+++ Recorded data

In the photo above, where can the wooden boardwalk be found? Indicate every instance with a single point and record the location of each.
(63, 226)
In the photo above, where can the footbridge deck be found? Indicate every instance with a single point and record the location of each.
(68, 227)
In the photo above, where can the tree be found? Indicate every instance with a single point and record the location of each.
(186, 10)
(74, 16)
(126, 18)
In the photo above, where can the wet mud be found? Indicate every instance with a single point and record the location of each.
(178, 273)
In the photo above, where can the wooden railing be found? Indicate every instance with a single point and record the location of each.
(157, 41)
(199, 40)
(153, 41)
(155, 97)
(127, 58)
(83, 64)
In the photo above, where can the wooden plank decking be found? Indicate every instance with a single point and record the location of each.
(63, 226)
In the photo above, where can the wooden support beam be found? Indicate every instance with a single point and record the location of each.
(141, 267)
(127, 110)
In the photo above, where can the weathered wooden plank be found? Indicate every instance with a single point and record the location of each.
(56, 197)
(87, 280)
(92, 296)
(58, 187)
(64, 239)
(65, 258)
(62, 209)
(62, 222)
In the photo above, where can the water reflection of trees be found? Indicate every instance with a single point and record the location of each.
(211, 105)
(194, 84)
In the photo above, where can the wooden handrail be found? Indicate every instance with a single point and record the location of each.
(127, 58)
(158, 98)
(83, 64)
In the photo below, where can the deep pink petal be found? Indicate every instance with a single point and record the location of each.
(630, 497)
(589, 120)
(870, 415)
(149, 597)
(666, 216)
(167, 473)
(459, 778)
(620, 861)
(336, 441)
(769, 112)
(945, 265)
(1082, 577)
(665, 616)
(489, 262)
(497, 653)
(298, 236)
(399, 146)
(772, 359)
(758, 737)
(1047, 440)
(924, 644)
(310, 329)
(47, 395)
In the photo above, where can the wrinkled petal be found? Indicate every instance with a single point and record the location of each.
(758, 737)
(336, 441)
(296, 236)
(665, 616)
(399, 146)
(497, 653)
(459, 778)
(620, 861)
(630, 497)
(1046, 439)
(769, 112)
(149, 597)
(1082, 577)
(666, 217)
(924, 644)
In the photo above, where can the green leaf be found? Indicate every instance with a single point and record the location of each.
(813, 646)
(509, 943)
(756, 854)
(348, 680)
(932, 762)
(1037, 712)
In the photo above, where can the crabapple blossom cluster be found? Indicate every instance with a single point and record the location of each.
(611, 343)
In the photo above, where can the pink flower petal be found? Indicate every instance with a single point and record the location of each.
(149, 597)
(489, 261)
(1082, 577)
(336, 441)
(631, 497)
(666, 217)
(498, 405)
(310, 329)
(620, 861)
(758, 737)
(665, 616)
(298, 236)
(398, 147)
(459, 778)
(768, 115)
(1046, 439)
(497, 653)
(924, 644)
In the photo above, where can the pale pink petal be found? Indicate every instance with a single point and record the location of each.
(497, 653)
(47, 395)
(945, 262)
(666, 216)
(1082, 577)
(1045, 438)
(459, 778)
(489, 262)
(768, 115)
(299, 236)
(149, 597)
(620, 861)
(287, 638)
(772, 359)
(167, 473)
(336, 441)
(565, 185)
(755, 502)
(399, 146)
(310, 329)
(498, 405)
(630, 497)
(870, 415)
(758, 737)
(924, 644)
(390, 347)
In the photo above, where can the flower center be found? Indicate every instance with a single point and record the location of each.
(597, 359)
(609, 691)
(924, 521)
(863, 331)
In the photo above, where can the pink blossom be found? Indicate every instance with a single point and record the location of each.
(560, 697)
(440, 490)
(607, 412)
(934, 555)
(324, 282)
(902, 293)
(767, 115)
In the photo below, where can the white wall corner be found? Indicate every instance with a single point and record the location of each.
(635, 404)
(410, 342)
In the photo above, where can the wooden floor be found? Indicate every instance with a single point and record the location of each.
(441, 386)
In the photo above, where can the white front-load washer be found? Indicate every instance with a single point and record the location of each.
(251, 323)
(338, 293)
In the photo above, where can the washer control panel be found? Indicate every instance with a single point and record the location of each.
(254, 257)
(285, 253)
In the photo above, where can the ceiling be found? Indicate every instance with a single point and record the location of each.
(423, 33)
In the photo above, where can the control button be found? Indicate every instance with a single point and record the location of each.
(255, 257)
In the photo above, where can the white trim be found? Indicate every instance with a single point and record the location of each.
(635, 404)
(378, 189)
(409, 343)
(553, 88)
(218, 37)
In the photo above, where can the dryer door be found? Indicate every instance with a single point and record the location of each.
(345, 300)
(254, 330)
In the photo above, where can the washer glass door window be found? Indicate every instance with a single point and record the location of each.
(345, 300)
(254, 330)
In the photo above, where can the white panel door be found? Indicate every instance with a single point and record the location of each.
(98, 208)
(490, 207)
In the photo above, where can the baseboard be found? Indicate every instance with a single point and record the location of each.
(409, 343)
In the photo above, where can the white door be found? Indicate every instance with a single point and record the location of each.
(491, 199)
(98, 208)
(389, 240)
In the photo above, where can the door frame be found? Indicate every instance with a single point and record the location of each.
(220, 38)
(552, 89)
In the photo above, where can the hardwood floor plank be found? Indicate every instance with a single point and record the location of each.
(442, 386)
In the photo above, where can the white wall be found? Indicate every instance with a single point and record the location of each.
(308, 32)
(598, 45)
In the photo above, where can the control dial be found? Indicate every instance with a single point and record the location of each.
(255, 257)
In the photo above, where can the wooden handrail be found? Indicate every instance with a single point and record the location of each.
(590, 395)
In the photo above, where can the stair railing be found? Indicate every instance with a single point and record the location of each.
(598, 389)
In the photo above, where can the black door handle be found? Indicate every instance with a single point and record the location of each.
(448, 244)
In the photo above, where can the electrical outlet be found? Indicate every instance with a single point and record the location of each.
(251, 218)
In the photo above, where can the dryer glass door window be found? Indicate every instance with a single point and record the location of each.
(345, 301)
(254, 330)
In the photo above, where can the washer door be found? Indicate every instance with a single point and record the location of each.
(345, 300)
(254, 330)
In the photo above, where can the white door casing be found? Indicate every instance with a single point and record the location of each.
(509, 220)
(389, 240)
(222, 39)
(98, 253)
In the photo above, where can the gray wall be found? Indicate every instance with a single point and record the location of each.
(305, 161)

++++++

**Task directions**
Print from the line containing "In the photo above, where can the dryer glass" to the last line above, exactly as written.

**Task result**
In the photo above, where can the dryer glass door window be found? Indicate every instance with a single point and record the location of each.
(345, 301)
(254, 330)
In the photo above, where can the washer door be found? Indicate every instance with a single point and record the location of each.
(345, 300)
(254, 330)
In the photo above, where can the white door casing be found? Indicate every instance with a single point and record the location of each.
(509, 220)
(389, 240)
(222, 39)
(98, 253)
In the photo above, where can the gray wall be found? Indicate every instance with a single point and record the location of each.
(305, 161)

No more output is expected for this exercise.